The only times the Russians go away from this template, they either end up with pedophilia – Lolita – or go complete bananas with the excitement and end up with cats, choir-masters, Mephistopheles, witches, Pontius Pilate and the world’s biggest masochist – Master and Margarita.

Let’s now look at the Cheese Eating Surrender Monkeys

The more or less continuous thrashings and subsequent and inevitable surrenders to the Romans, the Goths, The Huns, the Normans (or in other words their own expats), the Germans (repeatedly), the Italians and the Vietcong have given rise to a bunch of authors who more or less can’t see anything positive anywhere. They end up writing stories where everybody dies (exception being Count of Monte Christo where almost everybody dies)

On the other hand, the more or less continuous drinking of fine wine, eating of good food (and snails), keeping of mistresses and basically not working at all (35 hour workweek) have also shaped the psyche of at least one author so much that he (Jules Verne) managed to churn out stories where people travel around the world, or go to the moon or to the centre of the earth (and harass dinosaurs) or go off to fight krakens or solve awesome mysteries.

They have also managed to give rise to without a doubt the world’s most famous village – a small village surrounded by Roman camps.

I am not taking any of the philosophers into account because..well they are philosophers and thus not to be taken seriously at all…and anyway Camus was a goalkeeper, and we all know keepers are a little bit odd.

Let’s look at the Senors.

Those tapas eating, siesta loving, castanet clacking, flamenco dancing, bull-fighting, god fearing, India searching, ole shouting, constantly moaning and whining, Inquisitional, genocidal, perennial whipping boys of just about anybody and everybody (they couldn’t even win a civil war) have never managed to get around to the idea of joy and fun.

--------

STATED GOAL 1
Which lines in the entries below contain the string "slope"? Identify each one and copy it in full.

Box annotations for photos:
--------

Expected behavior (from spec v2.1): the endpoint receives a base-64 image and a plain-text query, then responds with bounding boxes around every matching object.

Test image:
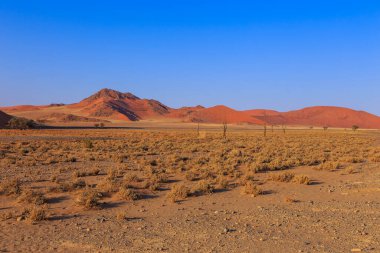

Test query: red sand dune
[281,106,380,128]
[68,89,170,121]
[0,111,12,128]
[180,105,264,125]
[0,89,380,129]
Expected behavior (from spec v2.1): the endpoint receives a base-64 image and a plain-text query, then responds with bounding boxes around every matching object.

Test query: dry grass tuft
[167,184,190,202]
[268,172,294,182]
[0,178,22,196]
[243,181,263,197]
[118,186,141,200]
[293,175,311,185]
[75,188,102,210]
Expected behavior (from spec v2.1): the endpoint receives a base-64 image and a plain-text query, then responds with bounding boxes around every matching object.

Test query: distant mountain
[0,111,12,128]
[68,89,170,121]
[0,89,380,129]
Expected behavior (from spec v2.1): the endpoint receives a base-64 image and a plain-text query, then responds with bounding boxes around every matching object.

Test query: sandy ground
[0,129,380,252]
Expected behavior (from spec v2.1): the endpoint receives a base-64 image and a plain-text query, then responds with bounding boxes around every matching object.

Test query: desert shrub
[97,176,121,193]
[216,176,228,189]
[167,184,190,202]
[73,168,100,177]
[83,139,94,149]
[284,197,297,203]
[118,186,141,200]
[27,205,48,222]
[243,181,263,197]
[17,190,46,205]
[185,170,197,181]
[123,174,140,184]
[0,178,22,196]
[268,172,294,182]
[75,188,102,209]
[315,162,341,171]
[0,212,13,221]
[293,175,311,185]
[8,117,37,130]
[193,179,214,195]
[18,205,48,223]
[116,211,128,221]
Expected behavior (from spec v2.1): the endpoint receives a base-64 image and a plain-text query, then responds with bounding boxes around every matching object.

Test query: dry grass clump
[75,188,102,210]
[268,172,294,182]
[0,178,22,196]
[116,211,128,221]
[293,175,311,185]
[73,169,100,177]
[17,190,46,205]
[314,162,341,171]
[216,176,229,189]
[118,185,141,200]
[243,181,263,197]
[17,205,48,223]
[185,170,197,181]
[97,176,121,193]
[193,179,215,195]
[284,197,298,203]
[49,179,87,192]
[0,212,13,221]
[167,184,190,202]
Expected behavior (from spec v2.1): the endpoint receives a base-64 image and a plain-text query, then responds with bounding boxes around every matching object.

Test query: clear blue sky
[0,0,380,115]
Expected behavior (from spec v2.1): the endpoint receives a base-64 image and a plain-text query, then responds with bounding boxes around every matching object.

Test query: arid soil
[0,129,380,252]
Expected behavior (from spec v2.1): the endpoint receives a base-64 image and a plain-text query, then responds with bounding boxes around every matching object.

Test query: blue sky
[0,0,380,115]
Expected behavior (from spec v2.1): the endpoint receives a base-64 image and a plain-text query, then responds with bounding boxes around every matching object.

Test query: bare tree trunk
[223,122,227,139]
[264,124,267,137]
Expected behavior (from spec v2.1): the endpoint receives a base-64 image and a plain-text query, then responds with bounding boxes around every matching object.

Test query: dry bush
[116,211,128,221]
[268,172,294,182]
[284,197,298,203]
[293,175,311,185]
[0,212,13,221]
[27,205,48,222]
[185,170,197,181]
[49,179,87,192]
[216,176,228,189]
[18,205,48,223]
[118,186,141,200]
[17,190,46,205]
[97,176,121,193]
[243,181,263,197]
[0,178,22,196]
[167,184,190,202]
[73,168,100,177]
[75,188,102,210]
[123,174,140,184]
[193,179,215,195]
[314,162,341,171]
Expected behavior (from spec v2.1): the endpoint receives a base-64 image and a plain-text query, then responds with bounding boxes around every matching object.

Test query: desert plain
[0,124,380,252]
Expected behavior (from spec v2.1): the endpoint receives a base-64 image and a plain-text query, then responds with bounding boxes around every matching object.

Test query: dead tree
[223,121,227,139]
[282,125,286,134]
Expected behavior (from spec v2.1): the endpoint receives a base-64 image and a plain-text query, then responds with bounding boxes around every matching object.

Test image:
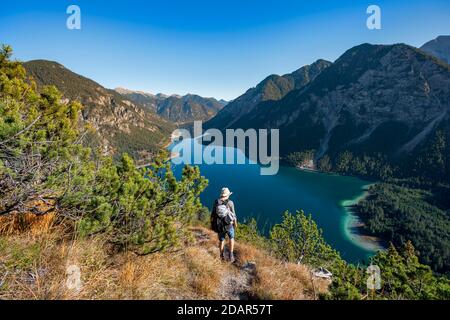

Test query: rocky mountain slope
[420,36,450,64]
[116,88,225,124]
[211,44,450,162]
[24,60,174,159]
[205,60,331,128]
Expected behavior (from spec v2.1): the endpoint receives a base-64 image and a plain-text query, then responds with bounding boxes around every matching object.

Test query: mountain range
[205,38,450,166]
[24,60,175,161]
[115,88,226,125]
[420,36,450,63]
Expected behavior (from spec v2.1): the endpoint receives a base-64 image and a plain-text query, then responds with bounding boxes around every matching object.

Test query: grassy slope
[0,221,328,299]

--------

STATED GOAL 2
Can you give everything from "Let’s look at" down to "joy and fun." in the national literature piece above, replacing "Senors" with "Spaniards"?

EXERCISE ANSWER 1
Test query: rocky mountain slope
Test query: grassy slope

EXERCISE ANSWER 2
Let’s look at the Spaniards.

Those tapas eating, siesta loving, castanet clacking, flamenco dancing, bull-fighting, god fearing, India searching, ole shouting, constantly moaning and whining, Inquisitional, genocidal, perennial whipping boys of just about anybody and everybody (they couldn’t even win a civil war) have never managed to get around to the idea of joy and fun.